» What to do: Which lines in the rows below contain the word "grass"? Copy each of those lines in full.

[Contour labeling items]
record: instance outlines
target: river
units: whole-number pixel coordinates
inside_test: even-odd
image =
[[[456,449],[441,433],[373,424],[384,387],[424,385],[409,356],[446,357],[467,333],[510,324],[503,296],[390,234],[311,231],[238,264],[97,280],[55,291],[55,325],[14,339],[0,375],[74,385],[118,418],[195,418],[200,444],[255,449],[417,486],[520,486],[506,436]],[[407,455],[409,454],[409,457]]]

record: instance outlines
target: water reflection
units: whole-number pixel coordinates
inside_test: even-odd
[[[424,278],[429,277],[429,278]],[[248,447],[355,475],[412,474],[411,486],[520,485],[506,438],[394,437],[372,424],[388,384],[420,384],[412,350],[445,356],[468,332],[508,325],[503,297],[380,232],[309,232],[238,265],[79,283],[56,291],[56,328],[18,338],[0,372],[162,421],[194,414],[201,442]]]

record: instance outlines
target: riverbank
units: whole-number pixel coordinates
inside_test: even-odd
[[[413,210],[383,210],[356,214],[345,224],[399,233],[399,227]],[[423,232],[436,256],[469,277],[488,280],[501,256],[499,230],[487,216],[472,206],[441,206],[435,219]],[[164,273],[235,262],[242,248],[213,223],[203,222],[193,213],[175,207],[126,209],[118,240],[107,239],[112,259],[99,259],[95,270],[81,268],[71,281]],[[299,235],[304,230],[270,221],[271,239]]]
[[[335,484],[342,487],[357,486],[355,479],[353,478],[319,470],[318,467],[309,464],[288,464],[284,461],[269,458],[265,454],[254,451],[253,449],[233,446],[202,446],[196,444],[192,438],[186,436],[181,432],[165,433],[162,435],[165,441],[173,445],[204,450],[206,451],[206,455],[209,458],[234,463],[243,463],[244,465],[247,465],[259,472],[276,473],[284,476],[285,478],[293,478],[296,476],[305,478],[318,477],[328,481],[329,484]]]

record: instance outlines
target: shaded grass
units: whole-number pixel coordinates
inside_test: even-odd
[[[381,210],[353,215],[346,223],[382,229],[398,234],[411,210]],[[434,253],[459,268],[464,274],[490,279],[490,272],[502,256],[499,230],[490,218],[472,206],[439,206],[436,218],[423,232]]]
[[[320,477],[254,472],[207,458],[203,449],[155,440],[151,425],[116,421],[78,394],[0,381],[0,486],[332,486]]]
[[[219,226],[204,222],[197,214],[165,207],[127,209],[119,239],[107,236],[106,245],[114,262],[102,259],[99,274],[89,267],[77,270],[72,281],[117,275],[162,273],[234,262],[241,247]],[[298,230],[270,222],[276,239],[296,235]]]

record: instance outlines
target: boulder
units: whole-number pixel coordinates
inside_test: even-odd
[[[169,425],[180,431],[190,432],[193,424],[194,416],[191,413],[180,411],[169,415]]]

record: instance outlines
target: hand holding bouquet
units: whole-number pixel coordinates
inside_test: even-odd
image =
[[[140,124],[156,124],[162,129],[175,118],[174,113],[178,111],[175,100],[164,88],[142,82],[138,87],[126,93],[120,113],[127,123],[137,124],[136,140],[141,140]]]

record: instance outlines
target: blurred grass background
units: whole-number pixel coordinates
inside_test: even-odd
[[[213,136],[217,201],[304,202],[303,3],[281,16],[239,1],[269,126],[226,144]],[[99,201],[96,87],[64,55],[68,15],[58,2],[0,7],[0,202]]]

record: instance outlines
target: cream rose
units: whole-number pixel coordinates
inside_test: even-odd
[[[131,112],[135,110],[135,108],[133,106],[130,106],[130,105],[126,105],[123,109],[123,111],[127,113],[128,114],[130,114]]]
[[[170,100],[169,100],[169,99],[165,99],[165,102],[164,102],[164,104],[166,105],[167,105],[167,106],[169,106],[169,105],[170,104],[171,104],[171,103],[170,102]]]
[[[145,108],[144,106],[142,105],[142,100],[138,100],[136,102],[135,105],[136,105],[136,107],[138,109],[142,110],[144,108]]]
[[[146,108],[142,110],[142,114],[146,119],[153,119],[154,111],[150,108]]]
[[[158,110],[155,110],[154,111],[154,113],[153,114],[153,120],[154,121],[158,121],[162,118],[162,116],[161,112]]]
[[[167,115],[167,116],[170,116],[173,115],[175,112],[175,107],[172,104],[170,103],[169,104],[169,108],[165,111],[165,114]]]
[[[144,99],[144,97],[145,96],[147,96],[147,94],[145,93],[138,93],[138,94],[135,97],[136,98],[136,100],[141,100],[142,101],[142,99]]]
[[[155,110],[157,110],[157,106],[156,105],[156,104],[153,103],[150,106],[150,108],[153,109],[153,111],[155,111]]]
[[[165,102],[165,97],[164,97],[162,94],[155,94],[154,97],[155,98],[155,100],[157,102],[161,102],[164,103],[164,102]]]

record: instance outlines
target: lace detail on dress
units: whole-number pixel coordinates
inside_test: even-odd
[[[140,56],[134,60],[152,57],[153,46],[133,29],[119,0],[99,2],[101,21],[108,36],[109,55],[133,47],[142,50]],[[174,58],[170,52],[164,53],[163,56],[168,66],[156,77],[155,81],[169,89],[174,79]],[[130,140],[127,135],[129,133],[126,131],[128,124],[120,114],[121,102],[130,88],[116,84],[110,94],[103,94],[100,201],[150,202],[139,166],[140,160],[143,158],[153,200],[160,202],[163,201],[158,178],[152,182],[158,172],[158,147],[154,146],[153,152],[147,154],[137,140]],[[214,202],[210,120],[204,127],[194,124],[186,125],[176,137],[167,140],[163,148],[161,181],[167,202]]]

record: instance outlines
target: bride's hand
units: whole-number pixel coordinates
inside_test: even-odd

» Task output:
target: shaded grass
target: blurred grass background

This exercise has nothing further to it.